- Extrait de page:
════════════════

Sans cruauté mais sans compromis
Crossroads est le nom de la paroisse de Russ, un lieu “à la croisée des chemins”, presque hippie par certains aspects – on s’y prend dans les bras, on s’y parle librement. Or c’est, rappelle Franzen dans la première moitié du livre, l’essence même du christianisme : une communauté fondée sur l’amour de son prochain et le devoir absolu de dire la vérité.
Non que l’écrivain, aujourd’hui sexagénaire, soit “revenu à Dieu” avec l’âge – à cette communauté mennonite dans laquelle il a grandi, comme il l’écrivait dans ses mémoires (La Zone d’inconfort, Éditions de l’Olivier, 2007). Sa plume est toujours aussi mordante, sans cruauté mais sans compromis vis-à-vis de la religion comme de ses personnages. Russ est parfois attendrissant, avec cette culpabilité qui lui colle à la peau, ce masochisme inhérent à toute forme de christianisme.
Il n’en est pas moins pitoyable, lâche dans son désir facile pour une veuve éplorée. Les protagonistes de Crossroads sont attachants, parfois fascinants. À les suivre sur des centaines de pages, à plonger dans leurs dilemmes, leur intimité, on a l’impression de les connaître comme des membres de notre propre famille.
“Crossroads” remonte dans le passé de ses personnages par une série de flashbacks et d’ellipses admirablement orchestrés
Le mystère épais de la foi
Franzen est impressionnant par sa capacité à nous faire entrer dans ses personnages, et dans une époque qui fut sa jeunesse. Il prend avec ce roman une place nouvelle, celle d’un grand moraliste qui scrute l’âme jusqu’à ses tréfonds les plus obscurs, en sachant que la clef de tant de choses réside dans le mystère épais de la foi, les croyances des un·es et des autres – surtout dans un pays religieux comme les États-Unis d’Amérique.

════════════════

- Exercices à résoudre:
1) Traduisez en anglais cette phrase de l'extrait de page : « Les protagonistes de Crossroads sont attachants, parfois fascinants. »
2) D'après l'extrait de page, chez quel éditeur et en quelle année les mémoires de Franzen ont-ils paru ?

- Extrait de données:
════════════════

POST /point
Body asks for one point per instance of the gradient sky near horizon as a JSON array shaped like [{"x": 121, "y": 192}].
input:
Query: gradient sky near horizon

════════════════

- Réponses successives:
1) The protagonists of Crossroads are endearing, sometimes fascinating.

2) Aux Éditions de l'Olivier, en 2007.